Much attention has been paid recently to the latest government-sponsored, draft civil procedure amendment, which, piggybacking on the e-bidding solutions regulations, proposes amendments to the COVID-19 acts introducing temporary solutions regarding, among others, the functioning of civil courts.
The draft has just been submitted to the Sejm. However, it must have been intensely debated previously, since the proposed changes only have one day’s vacatio legis. The new rules introduced by the draft are intended to remain in effect up to one year following the end of the epidemic. Therefore, for the time being, there is no telling how long they will last and whether the half-baked solution will prove – as they often do – permanent.
Online Hearing – a New Standard
According to the draft, remote court sessions are becoming the new normal. If this is impossible, a matter can be heard in a non-public court session. However, a physical hearing will only be held if the court deems it “necessary” and if holding it will not cause a health hazard. In addition, a case can only be heard by a panel of one in both instances.
Service by Email – Vague Rules
What seems to raise the most eyebrows is the legislator tackling the issue of service by email. As per the draft, the first pleading in a matter, filed by a professional attorney, must include their firm email address and telephone number. In the absence of an electronic platform system, the court will serve digital images of pleadings, notifications, summons and rulings upon an attorney-at-law, patent ombudsman or the General Counsel to the Republic of Poland to the designated firm email address.
Digital images of pleadings, notifications, summons and rulings will be served on the next business day after the court has posted them electronically. The documents thus served will have the procedural effects provided for in the Code of Civil Procedure for service of certified copies of pleadings, notifications, summons and rulings.
Unfortunately, the wording of the provisions contradicts that of the draft’s justification, reading: “It is also time to enable electronic communication between courts and professional attorneys. If they provide an email address and file a request by way of a pleading, the court will be able to communicate with the attorney using such email.”
What clearly follows from the provisions, however, is the obligation (rather than the possibility, as the justification seems to suggest) to indicate the email address in the first pleading of the matter. To complicate matters further, according to the transitional provisions, the above rules will apply to civil proceedings commenced and not completed prior to the amendment’s effective date.

DATA SECTION ->

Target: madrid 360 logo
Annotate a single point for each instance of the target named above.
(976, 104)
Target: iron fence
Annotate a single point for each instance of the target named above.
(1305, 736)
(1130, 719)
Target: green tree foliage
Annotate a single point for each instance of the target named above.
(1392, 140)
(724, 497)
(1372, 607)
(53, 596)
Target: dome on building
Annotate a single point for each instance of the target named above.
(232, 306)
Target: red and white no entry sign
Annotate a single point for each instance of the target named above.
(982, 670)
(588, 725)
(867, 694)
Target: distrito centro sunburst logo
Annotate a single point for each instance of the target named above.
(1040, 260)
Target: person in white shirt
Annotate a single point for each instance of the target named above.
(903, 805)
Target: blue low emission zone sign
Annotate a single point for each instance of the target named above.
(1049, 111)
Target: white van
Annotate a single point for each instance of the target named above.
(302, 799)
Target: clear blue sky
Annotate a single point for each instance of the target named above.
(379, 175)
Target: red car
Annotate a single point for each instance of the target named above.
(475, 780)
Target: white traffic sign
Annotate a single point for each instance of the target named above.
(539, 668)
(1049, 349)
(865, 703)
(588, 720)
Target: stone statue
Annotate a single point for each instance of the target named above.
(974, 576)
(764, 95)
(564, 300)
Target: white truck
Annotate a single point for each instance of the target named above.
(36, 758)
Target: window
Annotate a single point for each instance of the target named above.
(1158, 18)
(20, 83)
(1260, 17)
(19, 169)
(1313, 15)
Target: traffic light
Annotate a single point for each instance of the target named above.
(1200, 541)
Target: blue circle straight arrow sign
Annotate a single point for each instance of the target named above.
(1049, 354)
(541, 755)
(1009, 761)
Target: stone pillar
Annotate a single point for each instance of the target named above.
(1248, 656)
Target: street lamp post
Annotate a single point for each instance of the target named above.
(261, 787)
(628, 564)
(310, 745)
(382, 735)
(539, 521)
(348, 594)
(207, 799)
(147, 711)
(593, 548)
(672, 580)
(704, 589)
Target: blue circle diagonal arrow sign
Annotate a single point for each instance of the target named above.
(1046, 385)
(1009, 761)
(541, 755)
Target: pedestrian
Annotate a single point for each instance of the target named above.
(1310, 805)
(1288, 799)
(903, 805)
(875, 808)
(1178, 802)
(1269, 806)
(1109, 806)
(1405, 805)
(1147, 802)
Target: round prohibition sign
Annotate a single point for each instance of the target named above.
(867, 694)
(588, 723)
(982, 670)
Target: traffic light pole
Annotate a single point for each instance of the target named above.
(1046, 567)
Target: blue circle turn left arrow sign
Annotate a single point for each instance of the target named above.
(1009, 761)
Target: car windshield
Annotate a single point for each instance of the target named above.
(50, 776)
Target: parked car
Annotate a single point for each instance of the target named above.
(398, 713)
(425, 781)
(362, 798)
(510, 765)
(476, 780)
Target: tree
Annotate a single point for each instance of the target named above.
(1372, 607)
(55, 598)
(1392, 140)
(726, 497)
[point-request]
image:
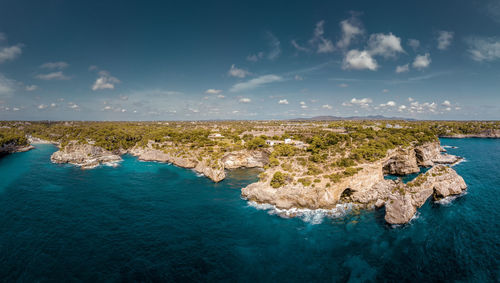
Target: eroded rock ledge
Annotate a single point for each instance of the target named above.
(89, 156)
(367, 186)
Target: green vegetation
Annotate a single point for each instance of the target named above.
(12, 136)
(278, 180)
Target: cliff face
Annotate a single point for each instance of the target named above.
(12, 148)
(245, 158)
(490, 133)
(216, 172)
(430, 154)
(439, 182)
(84, 155)
(403, 161)
(297, 195)
(368, 186)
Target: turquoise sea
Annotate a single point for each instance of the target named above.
(146, 221)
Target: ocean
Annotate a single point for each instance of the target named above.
(150, 222)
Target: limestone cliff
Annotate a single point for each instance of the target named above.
(12, 148)
(84, 155)
(430, 154)
(439, 182)
(246, 159)
(489, 133)
(297, 195)
(214, 170)
(402, 161)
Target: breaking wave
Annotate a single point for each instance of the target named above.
(313, 216)
(449, 199)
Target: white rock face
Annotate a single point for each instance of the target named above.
(245, 158)
(440, 181)
(402, 162)
(84, 155)
(11, 148)
(231, 160)
(298, 196)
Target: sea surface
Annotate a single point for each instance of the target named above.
(146, 221)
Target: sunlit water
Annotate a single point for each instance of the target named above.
(145, 221)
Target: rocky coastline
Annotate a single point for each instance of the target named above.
(367, 188)
(13, 148)
(486, 134)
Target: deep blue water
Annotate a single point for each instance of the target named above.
(145, 221)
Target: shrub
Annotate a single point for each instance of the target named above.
(278, 180)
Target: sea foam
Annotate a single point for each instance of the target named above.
(313, 216)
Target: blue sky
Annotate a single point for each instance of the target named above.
(190, 60)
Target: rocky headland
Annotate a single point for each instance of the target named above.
(368, 188)
(84, 155)
(489, 133)
(13, 148)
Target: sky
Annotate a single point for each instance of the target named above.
(204, 60)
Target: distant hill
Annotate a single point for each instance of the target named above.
(336, 118)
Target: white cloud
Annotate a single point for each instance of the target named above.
(255, 57)
(426, 107)
(275, 47)
(213, 91)
(414, 44)
(484, 49)
(10, 53)
(298, 47)
(359, 60)
(105, 81)
(388, 104)
(422, 61)
(444, 39)
(254, 83)
(172, 92)
(6, 85)
(322, 44)
(236, 72)
(59, 75)
(351, 28)
(402, 68)
(31, 87)
(54, 65)
(363, 103)
(73, 106)
(326, 106)
(385, 45)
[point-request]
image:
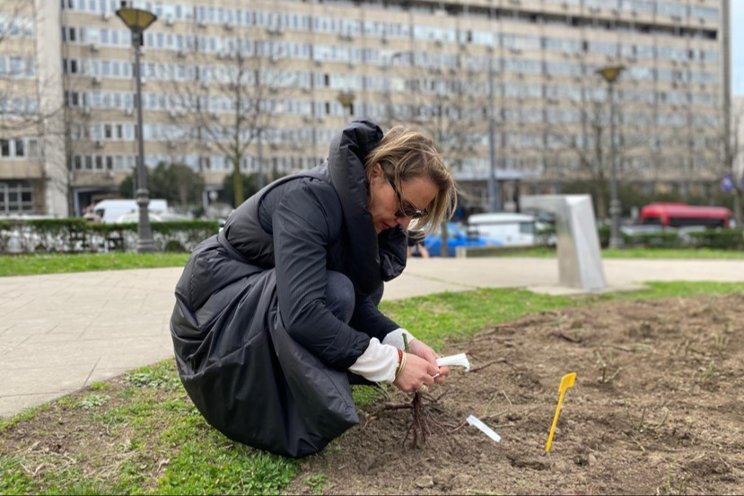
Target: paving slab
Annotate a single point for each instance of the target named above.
(60, 332)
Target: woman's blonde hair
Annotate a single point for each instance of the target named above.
(405, 154)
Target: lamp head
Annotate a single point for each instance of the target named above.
(346, 98)
(611, 73)
(137, 20)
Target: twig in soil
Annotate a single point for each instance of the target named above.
(567, 337)
(478, 369)
(639, 444)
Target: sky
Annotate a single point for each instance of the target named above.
(737, 47)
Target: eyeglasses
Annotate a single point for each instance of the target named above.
(405, 208)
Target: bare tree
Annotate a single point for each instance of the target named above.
(230, 105)
(19, 111)
(441, 103)
(585, 134)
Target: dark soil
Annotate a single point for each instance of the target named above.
(656, 408)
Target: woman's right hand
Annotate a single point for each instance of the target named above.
(416, 373)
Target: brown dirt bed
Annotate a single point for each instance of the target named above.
(657, 408)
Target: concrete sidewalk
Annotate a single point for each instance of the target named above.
(60, 332)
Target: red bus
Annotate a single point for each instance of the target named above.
(682, 215)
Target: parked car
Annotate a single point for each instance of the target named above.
(509, 229)
(457, 235)
(110, 211)
(133, 217)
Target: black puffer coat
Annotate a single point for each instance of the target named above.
(257, 350)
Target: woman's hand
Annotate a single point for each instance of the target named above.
(416, 373)
(421, 349)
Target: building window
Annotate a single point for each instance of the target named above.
(16, 197)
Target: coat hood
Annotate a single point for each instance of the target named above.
(375, 258)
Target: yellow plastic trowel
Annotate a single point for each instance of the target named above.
(566, 383)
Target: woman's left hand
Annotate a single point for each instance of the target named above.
(421, 349)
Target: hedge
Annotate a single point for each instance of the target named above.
(77, 235)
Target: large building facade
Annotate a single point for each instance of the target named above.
(509, 88)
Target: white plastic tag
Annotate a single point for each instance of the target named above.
(459, 360)
(474, 421)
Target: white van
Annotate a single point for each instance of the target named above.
(109, 211)
(507, 228)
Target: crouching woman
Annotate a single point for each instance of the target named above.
(277, 314)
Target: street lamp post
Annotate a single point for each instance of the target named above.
(138, 20)
(610, 74)
(493, 200)
(346, 99)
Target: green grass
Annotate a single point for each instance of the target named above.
(21, 265)
(24, 265)
(144, 436)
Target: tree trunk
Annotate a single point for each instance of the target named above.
(237, 184)
(737, 207)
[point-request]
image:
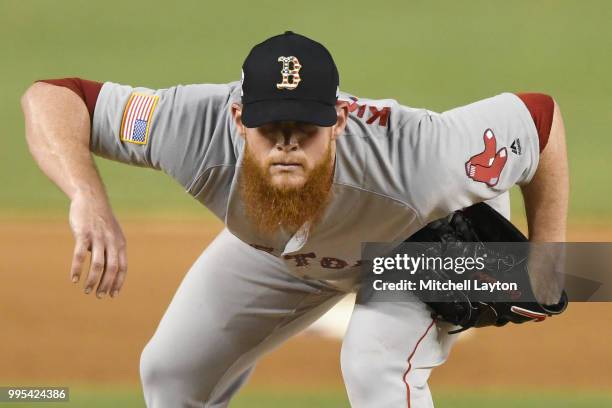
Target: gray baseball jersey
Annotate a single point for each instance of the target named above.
(396, 167)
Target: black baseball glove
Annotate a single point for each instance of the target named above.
(480, 224)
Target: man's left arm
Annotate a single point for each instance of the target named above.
(546, 196)
(546, 202)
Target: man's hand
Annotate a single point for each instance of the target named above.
(546, 202)
(58, 134)
(96, 229)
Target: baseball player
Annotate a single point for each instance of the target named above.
(301, 174)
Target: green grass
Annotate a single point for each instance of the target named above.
(425, 55)
(511, 398)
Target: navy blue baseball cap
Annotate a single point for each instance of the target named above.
(289, 77)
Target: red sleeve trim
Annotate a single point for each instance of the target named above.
(88, 91)
(541, 107)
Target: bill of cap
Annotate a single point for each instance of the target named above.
(259, 113)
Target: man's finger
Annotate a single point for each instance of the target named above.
(97, 264)
(121, 273)
(111, 265)
(78, 258)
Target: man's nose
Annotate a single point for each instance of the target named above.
(286, 142)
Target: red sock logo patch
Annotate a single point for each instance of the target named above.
(486, 166)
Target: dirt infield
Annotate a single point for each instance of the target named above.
(52, 332)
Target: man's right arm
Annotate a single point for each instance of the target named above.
(58, 132)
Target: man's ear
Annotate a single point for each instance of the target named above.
(237, 115)
(342, 112)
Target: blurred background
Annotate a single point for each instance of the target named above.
(436, 56)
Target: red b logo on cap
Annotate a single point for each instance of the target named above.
(291, 75)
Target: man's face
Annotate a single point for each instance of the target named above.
(287, 171)
(287, 152)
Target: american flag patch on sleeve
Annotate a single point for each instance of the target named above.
(137, 115)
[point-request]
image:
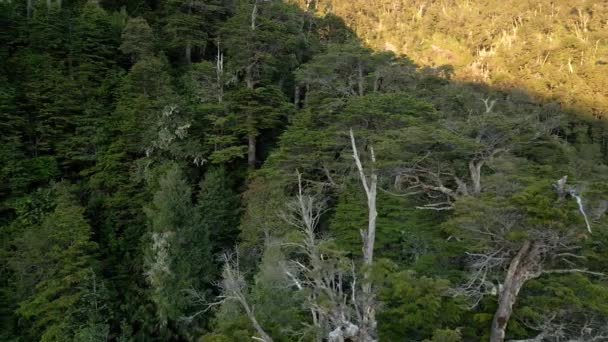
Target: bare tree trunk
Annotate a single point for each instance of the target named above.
(296, 96)
(475, 172)
(219, 73)
(368, 236)
(188, 53)
(264, 336)
(524, 266)
(360, 78)
(254, 14)
(251, 150)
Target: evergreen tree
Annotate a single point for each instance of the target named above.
(179, 258)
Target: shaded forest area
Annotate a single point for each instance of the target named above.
(236, 170)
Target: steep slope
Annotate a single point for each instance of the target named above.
(554, 49)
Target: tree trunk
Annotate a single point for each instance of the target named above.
(251, 151)
(296, 96)
(368, 328)
(475, 172)
(521, 269)
(360, 78)
(188, 53)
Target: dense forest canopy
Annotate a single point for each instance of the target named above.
(237, 170)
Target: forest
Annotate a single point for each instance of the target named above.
(303, 170)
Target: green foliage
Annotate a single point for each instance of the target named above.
(55, 258)
(148, 110)
(416, 307)
(179, 256)
(219, 208)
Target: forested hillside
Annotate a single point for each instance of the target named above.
(238, 170)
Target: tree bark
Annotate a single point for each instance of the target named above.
(368, 330)
(251, 150)
(475, 172)
(188, 53)
(360, 78)
(522, 268)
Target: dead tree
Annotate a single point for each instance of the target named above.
(334, 298)
(233, 287)
(538, 254)
(370, 185)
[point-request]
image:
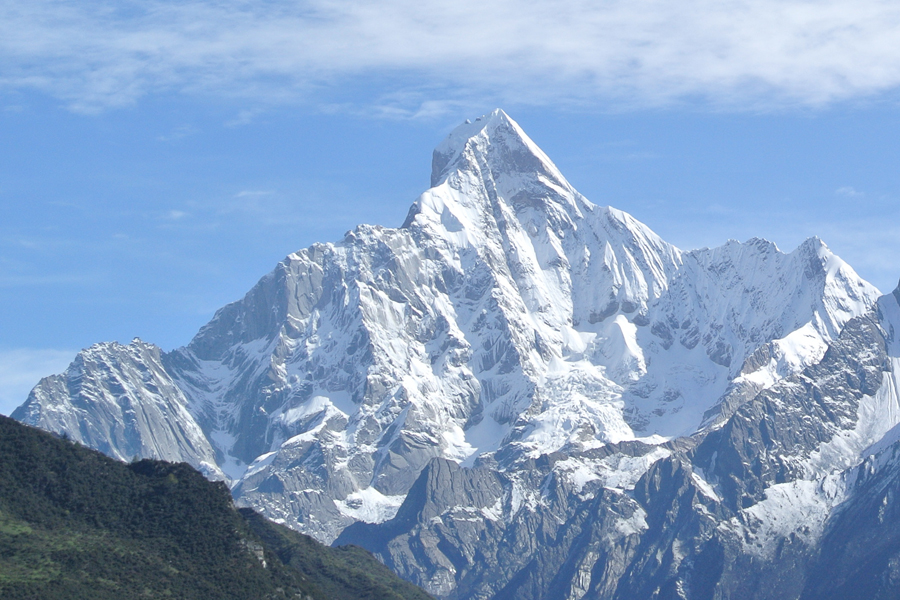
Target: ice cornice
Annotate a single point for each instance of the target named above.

PROBLEM TO SOLVE -> Could you give the passage of the text on the draft civil procedure amendment from "The draft has" to "do – permanent." again, substituting "provisional" for "half-baked"?

FINISHED EXERCISE ->
The draft has just been submitted to the Sejm. However, it must have been intensely debated previously, since the proposed changes only have one day’s vacatio legis. The new rules introduced by the draft are intended to remain in effect up to one year following the end of the epidemic. Therefore, for the time being, there is no telling how long they will last and whether the provisional solution will prove – as they often do – permanent.